* **What is required**: The records below must be transcribed exactly. Do not include the pictures.

[Spatial localization data]
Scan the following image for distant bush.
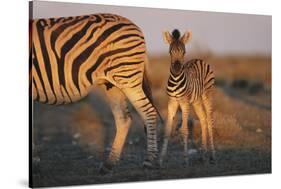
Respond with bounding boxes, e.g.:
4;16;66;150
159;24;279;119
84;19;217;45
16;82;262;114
248;82;263;95
231;79;249;89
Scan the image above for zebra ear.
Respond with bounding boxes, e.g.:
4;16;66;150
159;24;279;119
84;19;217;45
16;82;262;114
180;31;192;44
163;31;172;44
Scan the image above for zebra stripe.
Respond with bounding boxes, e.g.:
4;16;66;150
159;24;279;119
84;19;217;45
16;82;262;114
30;14;146;104
166;59;214;101
30;13;160;171
161;29;216;166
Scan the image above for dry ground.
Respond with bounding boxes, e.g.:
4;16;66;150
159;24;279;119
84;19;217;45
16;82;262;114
31;55;271;187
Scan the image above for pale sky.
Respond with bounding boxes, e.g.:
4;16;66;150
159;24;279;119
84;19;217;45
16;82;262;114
32;1;272;56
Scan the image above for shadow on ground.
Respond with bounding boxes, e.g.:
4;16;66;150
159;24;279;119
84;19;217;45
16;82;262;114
32;123;271;187
31;55;271;187
31;88;271;187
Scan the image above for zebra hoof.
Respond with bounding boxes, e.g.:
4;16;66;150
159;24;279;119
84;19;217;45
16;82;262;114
209;156;216;165
98;162;113;175
183;160;190;168
143;158;160;169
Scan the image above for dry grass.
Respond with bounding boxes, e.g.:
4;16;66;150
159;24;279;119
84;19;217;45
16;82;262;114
147;54;271;86
147;54;271;152
65;54;271;153
209;56;271;86
32;55;271;187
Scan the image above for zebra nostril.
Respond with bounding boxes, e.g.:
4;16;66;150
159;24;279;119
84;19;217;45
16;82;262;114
173;60;182;73
174;60;180;65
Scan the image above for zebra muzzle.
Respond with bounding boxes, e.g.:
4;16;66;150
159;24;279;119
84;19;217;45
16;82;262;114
172;61;183;74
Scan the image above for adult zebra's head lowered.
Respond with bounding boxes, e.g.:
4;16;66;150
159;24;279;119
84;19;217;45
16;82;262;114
163;29;192;75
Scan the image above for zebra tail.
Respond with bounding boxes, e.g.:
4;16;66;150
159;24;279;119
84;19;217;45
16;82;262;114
142;71;164;124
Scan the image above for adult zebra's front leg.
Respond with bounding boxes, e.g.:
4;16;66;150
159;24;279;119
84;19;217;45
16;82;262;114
99;84;132;174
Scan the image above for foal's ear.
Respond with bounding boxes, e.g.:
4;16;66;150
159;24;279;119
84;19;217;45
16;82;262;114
180;31;192;44
163;31;172;44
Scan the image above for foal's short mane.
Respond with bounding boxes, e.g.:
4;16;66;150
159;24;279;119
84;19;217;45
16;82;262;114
172;29;181;40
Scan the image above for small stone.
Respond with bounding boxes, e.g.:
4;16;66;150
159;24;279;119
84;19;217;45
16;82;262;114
87;155;94;159
188;149;198;155
256;128;262;133
128;140;133;145
33;156;40;163
134;137;140;144
73;133;80;139
42;136;50;141
72;141;77;145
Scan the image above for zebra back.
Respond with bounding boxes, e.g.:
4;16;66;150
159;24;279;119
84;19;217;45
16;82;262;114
30;14;148;105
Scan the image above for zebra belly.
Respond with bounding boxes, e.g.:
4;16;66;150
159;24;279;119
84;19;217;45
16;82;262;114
32;81;92;105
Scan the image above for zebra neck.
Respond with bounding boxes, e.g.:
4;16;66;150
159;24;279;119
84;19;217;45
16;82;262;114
166;70;187;98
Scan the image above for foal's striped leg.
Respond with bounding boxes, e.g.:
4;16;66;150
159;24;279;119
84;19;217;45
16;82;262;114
160;99;179;166
202;94;216;163
179;99;190;165
192;99;208;158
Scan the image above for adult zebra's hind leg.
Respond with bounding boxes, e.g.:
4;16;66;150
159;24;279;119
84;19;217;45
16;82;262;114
99;83;132;174
202;94;216;163
122;87;159;169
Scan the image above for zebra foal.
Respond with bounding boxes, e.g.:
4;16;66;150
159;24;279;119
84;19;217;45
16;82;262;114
160;29;216;166
30;13;161;173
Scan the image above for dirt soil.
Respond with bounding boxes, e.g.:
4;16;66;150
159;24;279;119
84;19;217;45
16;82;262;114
31;55;271;187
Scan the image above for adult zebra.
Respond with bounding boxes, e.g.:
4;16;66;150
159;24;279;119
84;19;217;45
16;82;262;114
29;13;161;173
160;29;216;166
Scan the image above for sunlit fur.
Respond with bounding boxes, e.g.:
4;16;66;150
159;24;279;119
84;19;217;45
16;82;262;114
30;13;160;172
169;41;185;69
160;29;216;166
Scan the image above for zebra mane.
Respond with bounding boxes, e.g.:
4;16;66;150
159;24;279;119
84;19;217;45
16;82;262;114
172;29;181;40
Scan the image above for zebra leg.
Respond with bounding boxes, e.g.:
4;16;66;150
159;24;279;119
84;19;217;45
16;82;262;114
122;87;159;168
160;98;179;167
99;84;132;174
179;100;190;166
202;94;216;164
192;99;208;161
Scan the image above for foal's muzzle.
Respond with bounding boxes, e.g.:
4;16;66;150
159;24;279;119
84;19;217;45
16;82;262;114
171;60;183;75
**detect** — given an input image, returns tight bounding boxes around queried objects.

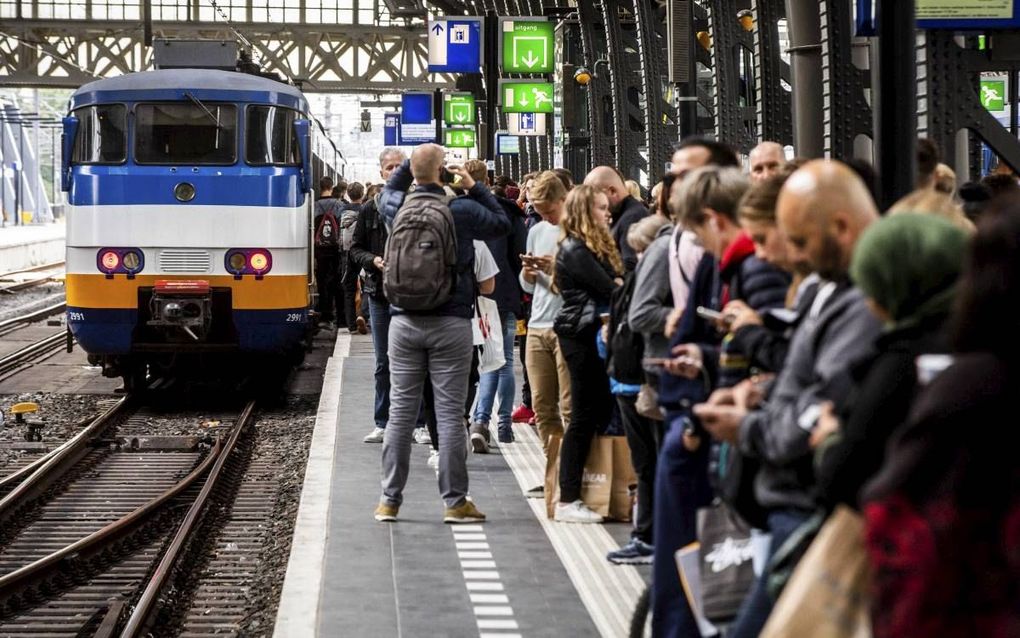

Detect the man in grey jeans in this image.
[374,144,510,524]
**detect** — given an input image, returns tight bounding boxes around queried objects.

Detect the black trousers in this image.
[314,252,341,323]
[617,394,660,543]
[339,257,359,328]
[558,326,613,503]
[519,331,532,409]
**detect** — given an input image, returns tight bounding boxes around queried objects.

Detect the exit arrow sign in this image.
[501,18,554,74]
[443,92,477,126]
[500,80,554,114]
[444,128,476,148]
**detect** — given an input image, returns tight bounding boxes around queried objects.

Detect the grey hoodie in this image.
[738,283,883,511]
[629,223,675,361]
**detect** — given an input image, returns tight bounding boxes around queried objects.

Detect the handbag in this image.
[697,501,759,623]
[710,441,769,530]
[473,296,505,374]
[760,507,871,638]
[636,383,665,421]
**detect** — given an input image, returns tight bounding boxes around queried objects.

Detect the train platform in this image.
[274,333,649,638]
[0,221,65,272]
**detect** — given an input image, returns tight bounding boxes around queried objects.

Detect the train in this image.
[61,68,343,388]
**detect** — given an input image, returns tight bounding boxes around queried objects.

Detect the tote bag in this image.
[473,296,505,374]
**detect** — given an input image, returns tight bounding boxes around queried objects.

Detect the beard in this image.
[814,233,847,281]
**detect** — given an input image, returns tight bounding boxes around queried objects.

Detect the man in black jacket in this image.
[349,147,405,444]
[584,166,648,272]
[463,160,528,451]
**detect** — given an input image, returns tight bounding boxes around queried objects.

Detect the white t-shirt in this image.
[518,221,563,329]
[474,240,499,282]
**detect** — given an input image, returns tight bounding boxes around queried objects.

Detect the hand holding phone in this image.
[696,305,735,330]
[642,357,668,369]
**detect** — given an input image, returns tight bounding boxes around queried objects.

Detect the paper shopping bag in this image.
[580,436,614,518]
[608,435,637,521]
[760,506,872,638]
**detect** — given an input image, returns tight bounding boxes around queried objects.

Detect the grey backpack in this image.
[383,191,458,310]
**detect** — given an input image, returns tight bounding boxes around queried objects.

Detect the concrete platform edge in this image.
[272,333,350,638]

* **Solution to this problem**:
Scan the following image for distant bush.
Respond with bounding boxes, e.g.:
4;16;66;150
159;24;279;119
84;19;217;45
16;82;262;114
248;82;263;95
231;79;249;89
Scan the image above for zebra ear.
Respond with bounding boxes, e.g.:
4;16;66;150
159;24;279;119
84;19;217;45
16;82;262;114
180;31;192;44
163;31;172;44
Scan the image above for zebra stripe.
Respond with bounding boxes, e.g.:
4;16;66;150
159;24;279;119
84;19;217;45
16;82;262;114
30;14;146;104
166;59;214;101
30;13;160;171
161;29;216;166
Scan the image above for dry ground.
Respond with bounding boxes, e.g.:
4;16;66;150
159;24;279;119
84;19;217;45
16;82;262;114
31;55;271;187
Scan the image above for pale sky.
Respond with bounding boxes, e.g.:
4;16;66;150
159;24;279;119
84;19;217;45
16;82;262;114
32;1;272;56
Scan the image above for shadow on ground.
Respond with bounding boxes, e.g.:
4;16;66;150
159;24;279;119
84;19;217;45
16;82;262;114
32;123;271;187
31;55;271;187
31;88;271;187
Scan the image above for zebra hoof.
Respond with bounding boxes, e.g.:
4;16;66;150
159;24;279;119
84;19;217;45
16;82;262;114
209;156;216;165
98;162;113;175
183;160;190;168
143;158;160;169
Scan the image above for dry grass.
Respond with bounding boxes, e.g.:
4;16;66;150
159;24;279;119
84;19;217;45
16;82;262;114
147;54;271;86
147;54;271;152
65;54;271;153
209;56;271;86
32;55;271;187
Scan the image above for zebra nostril.
Respond with bounding boxes, e.g.:
4;16;66;150
159;24;279;119
84;19;217;45
16;82;262;114
173;60;182;73
174;60;180;65
Scan the image above for zebra muzzle.
Respond with bounding boxes, e.g.:
4;16;66;150
159;24;279;119
84;19;217;45
16;82;262;114
172;61;183;74
Scan the image above for adult zebra's head lowered.
Respond with bounding boxes, e.g.:
4;16;66;150
159;24;279;119
84;19;217;45
16;82;262;114
163;29;192;75
Scan the image above for zebra tail.
Respond with bounding boxes, e.g.:
4;16;66;150
159;24;279;119
84;19;217;45
16;82;262;114
142;71;164;124
Scan the image above for adult zebra's front leg.
Respond with bounding boxes, e.g.:
4;16;66;150
159;24;279;119
84;19;217;45
16;82;262;114
99;84;132;174
Scan the image above for foal's ear.
Respond with bounding boxes, e.g.:
4;16;66;150
159;24;279;119
84;19;217;45
16;82;262;114
180;31;192;44
163;31;172;44
Scan the image above for foal's short mane.
Respond with bounding boxes, e.g.:
4;16;66;150
159;24;279;119
84;19;217;45
16;82;262;114
172;29;181;40
Scan the image above for small stone.
Respond with bounding boxes, e.g.:
4;16;66;150
159;24;279;119
84;19;217;45
16;82;262;114
87;155;94;159
188;149;198;155
256;128;262;133
128;140;133;145
33;156;40;163
134;137;140;144
73;133;80;139
42;136;50;141
72;141;77;145
Scan the image above for zebra back.
Respond with bounding boxes, e.g.:
4;16;66;150
159;24;279;119
84;19;217;45
16;82;262;114
30;14;148;105
Scan the image above for zebra belly.
Respond with bounding boxes, e.g.:
4;16;66;150
159;24;279;119
84;19;217;45
16;82;262;114
32;81;92;105
Scan the image above for zebra neck.
Respond with bounding boxes, e.g.:
4;16;66;150
159;24;279;119
84;19;217;45
16;82;262;114
166;70;187;98
Scan the image above for foal's striped leg.
Respond with bounding boxes, e.g.:
4;16;66;150
159;24;279;119
84;19;217;45
16;82;262;114
160;99;179;166
202;94;216;163
179;99;190;165
192;99;208;158
Scan the image above for adult zebra's hind leg.
Respond with bounding boxes, e.g.:
4;16;66;150
159;24;279;119
84;19;217;45
16;82;262;114
99;83;132;174
202;94;216;163
122;87;159;169
Scan the image above for zebra foal.
Respond with bounding boxes, e.g.:
4;16;66;150
159;24;279;119
84;19;217;45
16;82;262;114
160;29;216;166
30;13;161;173
Scan the image above for dirt soil.
Respond with bounding boxes, e.g.:
4;16;66;150
159;24;279;119
84;19;217;45
16;82;262;114
31;55;271;187
Scan the image above for adult zebra.
Respond with bounding boxes, e.g.:
4;16;66;150
159;24;279;119
84;19;217;45
16;82;262;114
29;13;161;173
160;29;216;166
Scan the image above for sunlit fur.
Respond with bounding boxes, e.g.:
4;16;66;150
159;24;279;119
84;19;217;45
16;82;262;114
30;13;160;172
169;41;185;69
160;29;216;166
Scan the image above for zebra mane.
Respond with bounding boxes, e.g.:
4;16;66;150
159;24;279;119
84;19;217;45
16;82;262;114
172;29;181;40
Scan the image above for zebra leg.
Respond with bounding boxes, e.g.:
4;16;66;150
159;24;279;119
84;19;217;45
16;82;262;114
122;87;159;168
160;98;179;167
99;84;132;174
179;100;190;166
202;94;216;164
192;99;208;161
Scan the image above for foal's muzzle.
Respond with bounding boxes, e.g.:
4;16;66;150
159;24;279;119
84;19;217;45
16;82;262;114
171;60;183;75
**detect** — given an input image, returns tight bounding boxes around queried objects.


Detect the man in grey jeans in this image.
[374,144,510,524]
**detect** — given an input image, returns tight bounding boxes around queried objects.

Detect the black trousers in this image.
[314,252,341,323]
[617,394,660,543]
[339,257,359,328]
[558,326,613,503]
[519,331,532,409]
**detect** — given an input image, returns tight bounding boxes around queried objects.

Detect the exit arrow sign in this image.
[501,18,554,74]
[443,92,477,126]
[500,80,554,114]
[444,128,476,148]
**detect** — given an input image, returns tight bounding boxes around queried objects.

Detect the grey hoodie in this image.
[738,283,883,511]
[629,223,675,361]
**detect** — given an input image, returns tight bounding boxes around queried objects.

Detect the handbag in this image.
[697,501,759,623]
[710,441,769,530]
[473,296,505,374]
[760,507,871,638]
[636,383,665,421]
**detect** — given an input image, returns tight bounding boxes around queried objects.

Detect the train platform in this image.
[274,333,649,638]
[0,221,65,272]
**detect** — given an input image, returns tight bounding boxes around queried objects.

Detect the train in this image.
[61,68,343,388]
**detect** — given an input image, returns tight bounding boxes around queried objects.

Detect the tote bag in this image.
[473,296,505,374]
**detect** — given an input image, returns tight bounding boxes around queried objects.

Detect the beard in this image.
[814,233,847,281]
**detect** — given an input image, returns tight bounding boxes around queried objects.

Detect the man in black jacket in this image.
[349,147,405,444]
[584,166,648,272]
[463,160,528,451]
**detect** — given an input image, returns tight bounding boxes around queried objects.

Detect the white t-shirt in this image.
[518,221,563,329]
[474,240,499,282]
**detect** — given an input image, returns tight bounding boxes around queried objects.

Detect the hand holding phone in this image.
[696,305,735,330]
[642,357,668,369]
**detect** — given an input image, returns tight bounding boxes around queried objects.

Detect the paper shopping bag in this image.
[580,436,614,518]
[608,435,637,521]
[760,506,872,638]
**detect** — given an input image, returns tight bounding boxes around queried objects.

Detect the grey backpack in this image.
[383,191,458,310]
**detect** — given an input image, returns tight bounding boxes around queried objects.

Detect the concrete platform edge in this image.
[272,333,350,638]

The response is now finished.